▶ _TO DO_
Type out every line below exactly as it reads.

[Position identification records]
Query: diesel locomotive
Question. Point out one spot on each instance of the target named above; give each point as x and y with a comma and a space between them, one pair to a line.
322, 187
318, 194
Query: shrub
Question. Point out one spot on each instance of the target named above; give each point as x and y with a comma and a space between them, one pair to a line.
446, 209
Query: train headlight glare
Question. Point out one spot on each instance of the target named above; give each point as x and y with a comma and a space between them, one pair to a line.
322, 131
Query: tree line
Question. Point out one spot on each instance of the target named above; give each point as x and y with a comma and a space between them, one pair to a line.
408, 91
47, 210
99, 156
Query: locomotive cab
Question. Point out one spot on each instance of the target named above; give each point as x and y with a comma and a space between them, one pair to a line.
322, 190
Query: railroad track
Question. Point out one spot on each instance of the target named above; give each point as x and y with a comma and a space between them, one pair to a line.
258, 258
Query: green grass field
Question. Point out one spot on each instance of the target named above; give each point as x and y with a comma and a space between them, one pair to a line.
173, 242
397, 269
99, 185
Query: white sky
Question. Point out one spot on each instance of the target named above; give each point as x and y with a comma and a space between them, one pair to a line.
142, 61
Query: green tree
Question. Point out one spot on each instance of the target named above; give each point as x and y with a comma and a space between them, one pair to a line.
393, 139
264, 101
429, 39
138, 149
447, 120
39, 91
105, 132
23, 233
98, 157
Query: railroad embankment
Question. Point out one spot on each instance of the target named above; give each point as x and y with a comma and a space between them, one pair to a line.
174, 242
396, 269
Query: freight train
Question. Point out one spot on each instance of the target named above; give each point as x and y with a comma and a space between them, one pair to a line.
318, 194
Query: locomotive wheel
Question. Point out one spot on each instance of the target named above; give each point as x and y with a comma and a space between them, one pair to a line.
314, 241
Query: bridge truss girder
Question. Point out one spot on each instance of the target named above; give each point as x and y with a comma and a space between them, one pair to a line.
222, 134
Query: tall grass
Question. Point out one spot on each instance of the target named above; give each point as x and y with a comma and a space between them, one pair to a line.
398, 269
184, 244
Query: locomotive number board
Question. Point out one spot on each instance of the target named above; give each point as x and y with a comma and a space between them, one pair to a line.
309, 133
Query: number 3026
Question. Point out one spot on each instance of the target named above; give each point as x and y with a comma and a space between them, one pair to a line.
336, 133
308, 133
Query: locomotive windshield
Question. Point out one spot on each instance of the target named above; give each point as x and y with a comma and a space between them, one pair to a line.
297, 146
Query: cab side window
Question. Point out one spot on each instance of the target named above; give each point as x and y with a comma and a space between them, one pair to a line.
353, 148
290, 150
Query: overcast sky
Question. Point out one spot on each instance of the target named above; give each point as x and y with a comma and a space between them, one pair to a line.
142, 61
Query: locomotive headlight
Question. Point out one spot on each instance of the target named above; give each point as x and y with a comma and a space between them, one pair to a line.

▶ _FULL ANSWER_
Query: diesel locomotive
Question. Point out one spot on each instance of the target named above; give each point as x and y with a comma and a space between them, one pair to a line.
322, 187
318, 194
Query: shrub
Question. Point out one spot on each instance of the target named above; give each point as x and y with a comma and a space between them, one pair to a line.
446, 209
Query: train headlight glare
Question. Point out one spot on each instance of the target named above; give each point as x and y with a comma and a space between them, one pair to a line.
322, 131
Query: tree line
Question. Point out one spot on each instance of the target named above; give each point as x and y with a comma and a space between them, one pair to a line.
408, 91
47, 210
99, 156
Query: locomotive cab
Question. Point out one spot on each instance of the target named above; give each point as x and y with a comma and a space between them, one pair to a line.
322, 190
Query: railroad track
Question. Point out one spot on each instance of the target named above; give each point as x and y with a comma and a space between them, one pair to a line.
258, 258
Query: green grass field
Question. Point out one spot on each instance of the target named above; give each point as x and y with a comma and a space between them, one pair to a line.
173, 242
397, 269
99, 185
Query: white sky
Question. Point out one spot on each instance of the target named above; give each point as x and y with a comma and a space between them, one pair to a line.
142, 61
Query: green tree
Question. Point out one spot on each instance of the target named above; give each point as x and y with a comma and a space between them, one pair to a line.
393, 139
264, 101
429, 39
138, 149
447, 120
39, 91
105, 132
23, 233
98, 157
Query: railroad embankment
Question. Point out one spot on each instance of the target named above; give each point as x and y with a comma and a space between them, one pair to a line.
174, 242
396, 269
Query: freight train
Question. Point out one spot on each instance of the target named above; give each point as x and y with a comma and a space between them, one pair to a line.
318, 194
Query: locomotive wheel
Question. Point out one spot on each instance of the target named above; give each point as x and y with a comma and a space between them, one pair to a line.
314, 241
Query: bridge truss girder
Question. Point out one spot on each instance of the target named above; give each point as x and y with a comma and a space between them, one pair to a line.
222, 134
Query: tall grass
Question. Point out one spot on each instance of the target named above; give each point as x and y with a comma and a space between them, one pair to a line.
398, 269
184, 244
Query: locomotive number board
Question. Point out one spot on each instance of the target named above; give each point as x and y with a comma and a space between them, one pair to a line.
309, 133
Query: number 3026
Question. Point out one spot on each instance of the target named above; give each point as x and y with a comma and a space between them, one pair to a line.
336, 133
308, 133
Query: locomotive windshield
Question. Point out one spot on each instance of the target named above; give each point as x and y with a comma and a space between them, one pair to a line.
297, 146
Query: cab side window
Question. Point out one spot on each instance of the target named above; give each point as x and y with a comma and a space between them, one pair to a line.
353, 148
290, 150
Query: overcast sky
Question. Point out one spot on each instance of the target named above; give each point as x and y with a comma and a space between them, one pair to a line.
142, 61
Query: locomotive headlight
Question. Point out one spot on each instance of the target named above; give each point as x and y with a comma and a space between them, one pair to a line.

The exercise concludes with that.